### SOURCE DOCUMENT
It is a role that straddles several worlds – political, royal, legal and diplomatic – and combines tact, careful judgment, discretion and wisdom. Welcome to the offices of the governor general of Canada and the provincial lieutenant governors.
As a constitutional monarchy, Canada’s Parliament has two well-known components, the House of Commons and the Senate, as well as a third entity: the Queen’s vice-regal representative, the governor general. In a role that is sometimes not as well-known, the governor general nonetheless plays an important part in the national scene. Sometimes, the public views the role through the lens of pomp and circumstance, royal visits, ribbon cuttings and soft-focus meet-and-greets. But vice-regal officials at both the federal and provincial levels are also very much activists in their own rights. They advocate for essential Canadian causes and quietly keep an eye on the political balancing act at play in Ottawa and the provinces and also between Canada and Buckingham Palace. In the words of former Governor General David Johnston, it is an “awe-inspiring role” that demands diplomacy and leadership, and brings with it a dose of humility as well.

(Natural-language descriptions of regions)
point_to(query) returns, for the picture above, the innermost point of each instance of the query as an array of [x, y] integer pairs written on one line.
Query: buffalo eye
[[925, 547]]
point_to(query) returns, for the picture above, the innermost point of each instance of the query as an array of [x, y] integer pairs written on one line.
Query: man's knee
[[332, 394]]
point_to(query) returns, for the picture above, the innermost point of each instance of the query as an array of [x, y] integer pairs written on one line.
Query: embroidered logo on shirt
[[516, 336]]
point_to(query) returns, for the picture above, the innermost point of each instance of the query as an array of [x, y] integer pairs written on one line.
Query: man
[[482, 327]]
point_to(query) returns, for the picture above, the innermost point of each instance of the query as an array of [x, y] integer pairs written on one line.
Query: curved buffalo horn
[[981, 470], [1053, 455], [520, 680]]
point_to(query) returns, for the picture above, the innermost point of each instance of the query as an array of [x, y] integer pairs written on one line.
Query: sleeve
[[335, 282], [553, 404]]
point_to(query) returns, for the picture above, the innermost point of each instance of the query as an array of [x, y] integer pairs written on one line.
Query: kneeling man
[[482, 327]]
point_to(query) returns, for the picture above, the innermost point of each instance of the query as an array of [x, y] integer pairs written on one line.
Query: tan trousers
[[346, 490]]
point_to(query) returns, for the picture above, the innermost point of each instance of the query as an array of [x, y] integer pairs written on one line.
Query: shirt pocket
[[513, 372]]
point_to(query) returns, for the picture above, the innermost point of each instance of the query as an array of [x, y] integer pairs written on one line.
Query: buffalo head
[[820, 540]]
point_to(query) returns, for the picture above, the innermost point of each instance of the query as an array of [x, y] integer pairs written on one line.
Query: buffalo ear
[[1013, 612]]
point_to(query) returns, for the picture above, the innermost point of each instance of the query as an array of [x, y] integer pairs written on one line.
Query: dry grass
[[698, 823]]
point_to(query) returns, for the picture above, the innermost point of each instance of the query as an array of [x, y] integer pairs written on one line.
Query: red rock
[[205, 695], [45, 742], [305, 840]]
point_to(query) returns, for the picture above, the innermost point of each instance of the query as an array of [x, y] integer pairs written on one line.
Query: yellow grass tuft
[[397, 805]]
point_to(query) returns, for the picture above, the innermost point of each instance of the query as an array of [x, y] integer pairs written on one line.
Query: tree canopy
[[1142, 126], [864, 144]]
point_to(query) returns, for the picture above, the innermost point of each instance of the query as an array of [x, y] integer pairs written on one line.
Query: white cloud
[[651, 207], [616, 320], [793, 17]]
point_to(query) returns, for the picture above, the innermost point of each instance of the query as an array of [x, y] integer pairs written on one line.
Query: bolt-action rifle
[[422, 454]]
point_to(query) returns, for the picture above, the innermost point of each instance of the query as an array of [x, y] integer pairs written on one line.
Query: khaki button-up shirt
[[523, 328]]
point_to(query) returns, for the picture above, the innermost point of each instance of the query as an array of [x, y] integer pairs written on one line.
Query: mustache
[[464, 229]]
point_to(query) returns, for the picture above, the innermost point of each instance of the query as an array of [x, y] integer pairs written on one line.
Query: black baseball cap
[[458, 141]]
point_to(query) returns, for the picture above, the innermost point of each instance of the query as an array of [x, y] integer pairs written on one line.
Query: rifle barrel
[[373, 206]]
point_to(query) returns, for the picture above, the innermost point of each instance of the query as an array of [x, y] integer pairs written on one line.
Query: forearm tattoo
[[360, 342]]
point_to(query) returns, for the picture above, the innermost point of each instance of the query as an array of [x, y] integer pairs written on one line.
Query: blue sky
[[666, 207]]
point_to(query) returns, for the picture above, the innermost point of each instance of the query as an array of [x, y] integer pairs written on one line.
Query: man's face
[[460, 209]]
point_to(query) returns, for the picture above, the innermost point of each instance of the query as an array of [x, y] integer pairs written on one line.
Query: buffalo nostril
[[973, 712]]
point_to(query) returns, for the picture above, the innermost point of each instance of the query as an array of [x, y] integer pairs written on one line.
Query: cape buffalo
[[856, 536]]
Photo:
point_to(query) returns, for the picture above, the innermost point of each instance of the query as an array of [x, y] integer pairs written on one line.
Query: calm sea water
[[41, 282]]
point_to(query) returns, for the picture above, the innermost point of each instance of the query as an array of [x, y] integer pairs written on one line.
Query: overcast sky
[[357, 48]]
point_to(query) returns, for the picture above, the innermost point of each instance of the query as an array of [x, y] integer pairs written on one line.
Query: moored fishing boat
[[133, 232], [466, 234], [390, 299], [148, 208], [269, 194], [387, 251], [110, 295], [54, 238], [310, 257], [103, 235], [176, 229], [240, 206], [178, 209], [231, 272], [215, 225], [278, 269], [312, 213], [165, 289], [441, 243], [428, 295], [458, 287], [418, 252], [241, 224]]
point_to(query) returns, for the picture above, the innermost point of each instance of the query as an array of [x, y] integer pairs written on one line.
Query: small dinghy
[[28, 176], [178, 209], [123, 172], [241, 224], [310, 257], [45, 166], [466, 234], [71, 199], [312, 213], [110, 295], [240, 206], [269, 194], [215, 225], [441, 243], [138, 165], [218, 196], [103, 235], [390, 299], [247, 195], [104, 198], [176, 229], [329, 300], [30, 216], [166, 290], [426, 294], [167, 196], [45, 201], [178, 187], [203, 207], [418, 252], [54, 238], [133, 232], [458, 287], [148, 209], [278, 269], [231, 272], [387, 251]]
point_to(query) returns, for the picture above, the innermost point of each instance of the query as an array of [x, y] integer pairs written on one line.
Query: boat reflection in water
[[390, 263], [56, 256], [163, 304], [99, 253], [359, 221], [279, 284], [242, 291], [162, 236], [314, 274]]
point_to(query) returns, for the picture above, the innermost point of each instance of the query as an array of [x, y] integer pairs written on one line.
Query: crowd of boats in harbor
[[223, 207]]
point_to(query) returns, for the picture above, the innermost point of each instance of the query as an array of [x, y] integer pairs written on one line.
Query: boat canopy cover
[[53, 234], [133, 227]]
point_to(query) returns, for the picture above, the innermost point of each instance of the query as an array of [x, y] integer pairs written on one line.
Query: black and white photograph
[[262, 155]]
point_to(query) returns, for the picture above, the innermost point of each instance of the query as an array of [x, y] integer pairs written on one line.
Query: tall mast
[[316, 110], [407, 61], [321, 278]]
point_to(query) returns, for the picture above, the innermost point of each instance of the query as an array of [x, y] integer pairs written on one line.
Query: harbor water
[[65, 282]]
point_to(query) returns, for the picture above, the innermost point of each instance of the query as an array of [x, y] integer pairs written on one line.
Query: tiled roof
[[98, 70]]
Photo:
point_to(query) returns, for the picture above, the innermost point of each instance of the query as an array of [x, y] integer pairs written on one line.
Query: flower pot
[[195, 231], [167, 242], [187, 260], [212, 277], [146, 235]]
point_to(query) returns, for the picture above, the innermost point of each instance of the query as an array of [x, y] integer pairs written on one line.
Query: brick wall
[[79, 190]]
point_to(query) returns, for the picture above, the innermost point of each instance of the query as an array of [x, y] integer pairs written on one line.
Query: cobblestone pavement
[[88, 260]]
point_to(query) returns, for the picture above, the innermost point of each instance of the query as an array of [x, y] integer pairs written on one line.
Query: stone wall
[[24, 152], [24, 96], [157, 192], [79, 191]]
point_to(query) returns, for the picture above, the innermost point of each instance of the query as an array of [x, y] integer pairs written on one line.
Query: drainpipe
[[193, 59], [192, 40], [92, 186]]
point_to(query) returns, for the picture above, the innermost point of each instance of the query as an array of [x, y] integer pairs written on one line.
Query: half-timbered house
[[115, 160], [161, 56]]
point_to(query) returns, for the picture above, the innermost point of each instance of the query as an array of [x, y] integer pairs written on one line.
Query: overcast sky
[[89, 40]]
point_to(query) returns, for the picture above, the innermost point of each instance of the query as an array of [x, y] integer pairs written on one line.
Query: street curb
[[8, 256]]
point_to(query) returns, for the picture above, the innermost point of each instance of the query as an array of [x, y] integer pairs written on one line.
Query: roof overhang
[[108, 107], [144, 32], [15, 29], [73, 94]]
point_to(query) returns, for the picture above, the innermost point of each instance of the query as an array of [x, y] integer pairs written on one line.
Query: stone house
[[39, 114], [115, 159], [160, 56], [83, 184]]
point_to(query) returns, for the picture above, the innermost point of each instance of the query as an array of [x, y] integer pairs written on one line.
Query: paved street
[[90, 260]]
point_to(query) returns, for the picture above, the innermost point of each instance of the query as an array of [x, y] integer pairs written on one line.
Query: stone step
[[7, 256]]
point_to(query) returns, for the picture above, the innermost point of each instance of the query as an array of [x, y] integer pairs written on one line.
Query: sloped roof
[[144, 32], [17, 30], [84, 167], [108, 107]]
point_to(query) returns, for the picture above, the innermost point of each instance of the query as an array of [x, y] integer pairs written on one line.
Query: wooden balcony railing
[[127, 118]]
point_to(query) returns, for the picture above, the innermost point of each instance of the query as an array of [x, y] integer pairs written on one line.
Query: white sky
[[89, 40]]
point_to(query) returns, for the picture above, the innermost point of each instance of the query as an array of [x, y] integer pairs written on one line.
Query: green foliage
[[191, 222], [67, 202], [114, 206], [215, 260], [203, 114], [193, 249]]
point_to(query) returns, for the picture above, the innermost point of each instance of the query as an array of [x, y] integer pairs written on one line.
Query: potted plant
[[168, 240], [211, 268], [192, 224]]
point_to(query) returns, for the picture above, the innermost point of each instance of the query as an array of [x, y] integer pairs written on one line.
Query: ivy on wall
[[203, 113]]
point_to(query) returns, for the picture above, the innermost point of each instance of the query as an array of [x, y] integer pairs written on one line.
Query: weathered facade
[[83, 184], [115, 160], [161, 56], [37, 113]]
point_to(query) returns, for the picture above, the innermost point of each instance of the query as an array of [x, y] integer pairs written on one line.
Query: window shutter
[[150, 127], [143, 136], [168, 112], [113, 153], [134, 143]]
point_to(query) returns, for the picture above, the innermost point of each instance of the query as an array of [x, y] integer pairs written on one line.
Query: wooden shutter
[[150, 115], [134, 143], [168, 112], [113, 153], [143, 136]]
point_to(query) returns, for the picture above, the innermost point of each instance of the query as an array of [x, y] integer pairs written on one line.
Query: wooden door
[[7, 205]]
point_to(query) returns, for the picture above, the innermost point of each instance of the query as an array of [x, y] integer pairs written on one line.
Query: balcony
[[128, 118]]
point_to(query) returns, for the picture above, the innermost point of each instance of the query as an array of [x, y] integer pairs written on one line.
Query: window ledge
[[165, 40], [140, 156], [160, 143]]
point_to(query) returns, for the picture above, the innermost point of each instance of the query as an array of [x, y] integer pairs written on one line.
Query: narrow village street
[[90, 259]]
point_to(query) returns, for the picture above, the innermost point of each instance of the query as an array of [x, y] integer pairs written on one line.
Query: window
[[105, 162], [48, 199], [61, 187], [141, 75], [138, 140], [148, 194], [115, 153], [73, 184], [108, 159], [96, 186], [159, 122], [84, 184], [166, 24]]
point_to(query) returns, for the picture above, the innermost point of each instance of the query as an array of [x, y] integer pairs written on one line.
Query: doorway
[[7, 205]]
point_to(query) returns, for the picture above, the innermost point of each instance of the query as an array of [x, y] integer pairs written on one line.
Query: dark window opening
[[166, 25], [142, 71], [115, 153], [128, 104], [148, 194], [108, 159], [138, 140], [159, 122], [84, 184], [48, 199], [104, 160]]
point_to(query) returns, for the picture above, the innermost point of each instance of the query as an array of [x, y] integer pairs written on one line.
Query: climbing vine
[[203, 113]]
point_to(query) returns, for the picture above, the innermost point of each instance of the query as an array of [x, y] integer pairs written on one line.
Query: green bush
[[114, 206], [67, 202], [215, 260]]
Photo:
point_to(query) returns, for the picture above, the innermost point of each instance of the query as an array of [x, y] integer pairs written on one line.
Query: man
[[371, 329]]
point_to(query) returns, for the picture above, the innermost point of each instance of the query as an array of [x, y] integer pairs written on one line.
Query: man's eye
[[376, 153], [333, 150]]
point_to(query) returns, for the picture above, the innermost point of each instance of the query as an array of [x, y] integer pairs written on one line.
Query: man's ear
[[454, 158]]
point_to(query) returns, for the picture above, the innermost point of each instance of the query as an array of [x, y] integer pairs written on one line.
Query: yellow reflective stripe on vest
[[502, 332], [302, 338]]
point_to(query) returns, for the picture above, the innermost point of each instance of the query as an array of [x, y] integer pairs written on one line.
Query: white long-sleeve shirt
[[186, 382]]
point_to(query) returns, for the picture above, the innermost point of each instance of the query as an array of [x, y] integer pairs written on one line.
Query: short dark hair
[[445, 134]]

### DESCRIPTION OF THE TASK
According to the passage on Canada's vice-regal offices, what are the two well-known components of Canada's Parliament? The data comes from a different source than the text.

### FINISHED TASK
The House of Commons and the Senate.